● **MATERIALS PROVIDED**
------------------------------

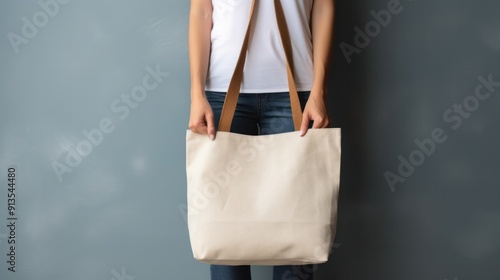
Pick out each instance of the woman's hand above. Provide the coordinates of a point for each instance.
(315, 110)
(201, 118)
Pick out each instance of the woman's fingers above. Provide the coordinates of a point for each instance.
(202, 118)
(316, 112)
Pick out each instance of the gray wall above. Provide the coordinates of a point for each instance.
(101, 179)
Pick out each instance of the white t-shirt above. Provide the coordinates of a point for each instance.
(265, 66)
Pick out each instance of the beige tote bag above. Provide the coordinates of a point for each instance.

------------------------------

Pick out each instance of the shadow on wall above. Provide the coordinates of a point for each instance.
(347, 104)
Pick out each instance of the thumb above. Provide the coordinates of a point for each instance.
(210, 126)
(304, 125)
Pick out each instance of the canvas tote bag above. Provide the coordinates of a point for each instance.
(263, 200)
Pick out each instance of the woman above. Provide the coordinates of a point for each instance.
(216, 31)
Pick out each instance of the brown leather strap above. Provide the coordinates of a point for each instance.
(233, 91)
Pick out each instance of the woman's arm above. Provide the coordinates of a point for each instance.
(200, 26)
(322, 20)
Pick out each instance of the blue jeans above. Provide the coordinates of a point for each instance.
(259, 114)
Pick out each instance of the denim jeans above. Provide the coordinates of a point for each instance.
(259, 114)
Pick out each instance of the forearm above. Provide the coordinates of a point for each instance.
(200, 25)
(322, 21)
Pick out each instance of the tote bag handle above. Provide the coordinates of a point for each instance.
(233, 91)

------------------------------

● **OBJECTIVE**
List, copied in full, every line of the records above that contains the word "tote". Case counts.

● **OUTPUT OF THE TASK**
Pick out each instance of the beige tote bag above. Provide the coordinates of a point for each instance.
Pick out each instance of the canvas tote bag above. Provide the coordinates of a point for each instance.
Pick out each instance of the tote bag handle above. Provide the coordinates of a point for each instance.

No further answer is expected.